Immaginarmi gli uomini marketing della divisione britannica della Hoover che si scervellano per concepire quella campagna promozionale (in vero partita nel '92 e poi proseguita nel '93), poi esultano per il successo che sta avendo, poi strepitano per il fatto che il successo è al di là di ogni loro più rosea aspettativa e poi: a) scoprono che avevano fatto male i conti e quei biglietti aerei finiscono per costargli un perù e b) dal giorno dopo la fine della campagna le vendite degli aspirapolvere vanno a zero in tutta la Gran Bretagna (che tutti quelli che si erano comperati l'Hoover solo per avere il biglietto per andare a trovare il nipote a Boston, o per vedere Barcellona una volta nella vita, stavano rivendendo a metà prezzo quelle migliaia e migliaia di aspirapolvere nuovi) e perciò c) che la divisione britannica della Hoover viene, sostanzialmente, affondata dall'iniziativa e che alla fine deve essere data via – a prezzi di liquidazione – alla concorrente Candy (di Brugherio, Milano). Ecco, dicevo, immaginarmi tutto questo mi fa ridacchiare anche mentre ve lo sto scrivendo. In pratica un altro film fatto e finito (che la BBC ha anche realizzato, sia pure in forma di documentario).
Il quotidiano londinese The Indipendent ha approfittato del caso Hoover per raccontare alcune spettacolari catastrofi promozionali. Alcune erano difficilmente prevedibili, come quella che toccò nel 1984 alla McDonald's di Los Angeles che decise di offrire consumazioni gratis per ogni vittoria statunitense alle Olimpiadi di quell'anno prima che venisse annunciato il boicottaggio dei paesi del blocco comunista, cosa che portò gli Usa a un clamoroso record di successi. Più bizzarro l'errore dei marketing manager del bourbon Wild Turkey, "tacchino selvatico", che per rafforzare l'immagine dell'etichetta decisero di riempire i cieli di una città degli Stati Uniti di tacchini svolazzanti. Solo dopo che centinaia di pennuti erano già stati sganciati dai primi sei aerei cargo, allestiti per l'occasione, qualcuno si rese conto del fatto che i tacchini non sanno volare.E con l'immagine di questi poveri tacchini che precipitano rovinosamente al suolo (e dei poveri abitanti dell'innominata cittadina, che stanno sotto questa pioggia di tacchini potenzialmente letale) direi che per oggi possiamo lasciarci così, in allegria.

################

Obiettivo: Quali città sono menzionate per nome nel brano sulle catastrofi promozionali? Elencale tutte.

Righe:
################

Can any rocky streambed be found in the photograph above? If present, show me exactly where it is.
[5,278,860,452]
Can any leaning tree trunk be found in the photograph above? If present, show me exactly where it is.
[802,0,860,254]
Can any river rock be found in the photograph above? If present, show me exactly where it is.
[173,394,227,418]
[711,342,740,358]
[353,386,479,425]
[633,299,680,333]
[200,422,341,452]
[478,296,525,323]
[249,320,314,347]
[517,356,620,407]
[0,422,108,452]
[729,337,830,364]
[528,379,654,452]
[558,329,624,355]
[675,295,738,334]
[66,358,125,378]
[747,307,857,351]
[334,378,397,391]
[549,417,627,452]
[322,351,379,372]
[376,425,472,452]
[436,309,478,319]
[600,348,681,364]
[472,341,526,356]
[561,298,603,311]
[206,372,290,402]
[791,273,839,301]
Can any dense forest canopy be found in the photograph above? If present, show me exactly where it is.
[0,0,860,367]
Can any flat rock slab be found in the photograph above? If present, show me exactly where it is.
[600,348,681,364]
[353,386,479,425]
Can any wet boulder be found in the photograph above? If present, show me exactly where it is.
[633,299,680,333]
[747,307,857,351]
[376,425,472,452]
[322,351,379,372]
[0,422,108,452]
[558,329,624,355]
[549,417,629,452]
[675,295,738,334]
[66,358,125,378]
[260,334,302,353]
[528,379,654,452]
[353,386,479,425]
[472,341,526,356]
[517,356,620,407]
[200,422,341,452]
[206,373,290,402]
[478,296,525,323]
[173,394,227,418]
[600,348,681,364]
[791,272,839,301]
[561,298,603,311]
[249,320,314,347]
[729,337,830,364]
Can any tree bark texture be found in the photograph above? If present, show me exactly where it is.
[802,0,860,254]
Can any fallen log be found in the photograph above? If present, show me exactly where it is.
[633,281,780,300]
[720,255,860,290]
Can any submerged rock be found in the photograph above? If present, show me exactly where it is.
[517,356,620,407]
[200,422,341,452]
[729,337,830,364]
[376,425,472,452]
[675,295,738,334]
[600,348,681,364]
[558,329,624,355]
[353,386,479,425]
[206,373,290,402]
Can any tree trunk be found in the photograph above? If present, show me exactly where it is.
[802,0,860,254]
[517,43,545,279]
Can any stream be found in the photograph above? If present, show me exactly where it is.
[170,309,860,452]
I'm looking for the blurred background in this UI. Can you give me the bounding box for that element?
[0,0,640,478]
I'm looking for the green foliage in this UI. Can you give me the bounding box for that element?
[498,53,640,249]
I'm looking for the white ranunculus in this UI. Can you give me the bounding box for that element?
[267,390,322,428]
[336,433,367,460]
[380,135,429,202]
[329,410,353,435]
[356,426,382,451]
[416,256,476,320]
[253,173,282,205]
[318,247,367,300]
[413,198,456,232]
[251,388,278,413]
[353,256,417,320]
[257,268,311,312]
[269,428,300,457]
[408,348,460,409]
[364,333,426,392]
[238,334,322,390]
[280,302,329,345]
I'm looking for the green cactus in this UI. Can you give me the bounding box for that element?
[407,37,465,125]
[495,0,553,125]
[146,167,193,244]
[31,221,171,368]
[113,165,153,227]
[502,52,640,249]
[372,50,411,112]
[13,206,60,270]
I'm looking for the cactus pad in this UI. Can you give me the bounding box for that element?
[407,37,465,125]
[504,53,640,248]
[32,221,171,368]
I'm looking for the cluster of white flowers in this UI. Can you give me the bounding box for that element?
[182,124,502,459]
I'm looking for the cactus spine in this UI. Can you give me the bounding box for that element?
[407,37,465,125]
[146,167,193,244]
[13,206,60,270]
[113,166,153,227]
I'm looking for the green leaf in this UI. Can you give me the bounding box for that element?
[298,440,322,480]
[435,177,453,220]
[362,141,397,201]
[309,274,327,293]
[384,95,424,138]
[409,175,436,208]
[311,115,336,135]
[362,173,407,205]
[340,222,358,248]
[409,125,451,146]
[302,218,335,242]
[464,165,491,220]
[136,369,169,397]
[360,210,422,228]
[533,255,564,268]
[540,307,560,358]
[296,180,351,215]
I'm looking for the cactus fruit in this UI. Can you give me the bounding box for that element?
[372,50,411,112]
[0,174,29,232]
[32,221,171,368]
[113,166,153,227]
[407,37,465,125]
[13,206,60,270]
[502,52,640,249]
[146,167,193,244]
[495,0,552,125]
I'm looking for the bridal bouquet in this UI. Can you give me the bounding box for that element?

################

Soluzione: Boston, Barcellona, Brugherio, Milano, Los Angeles